Reproduce every line of the records below, requests included, with each pixel coordinate in the answers increased by 118. Leave the request lines and their sample coordinates unchanged, and omit the pictures.

→ **Task data**
○ ○ ○ ○

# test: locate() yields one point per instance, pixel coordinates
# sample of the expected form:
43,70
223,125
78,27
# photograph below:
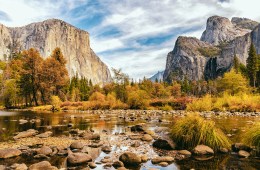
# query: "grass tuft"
190,131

○ ○ ○ ○

→ **Result of the exercise**
# test: locate() yields one point per instance, pixel coordinates
# sample of the expected form:
43,70
223,125
78,27
# photograph below:
# query: "grass tuft"
308,249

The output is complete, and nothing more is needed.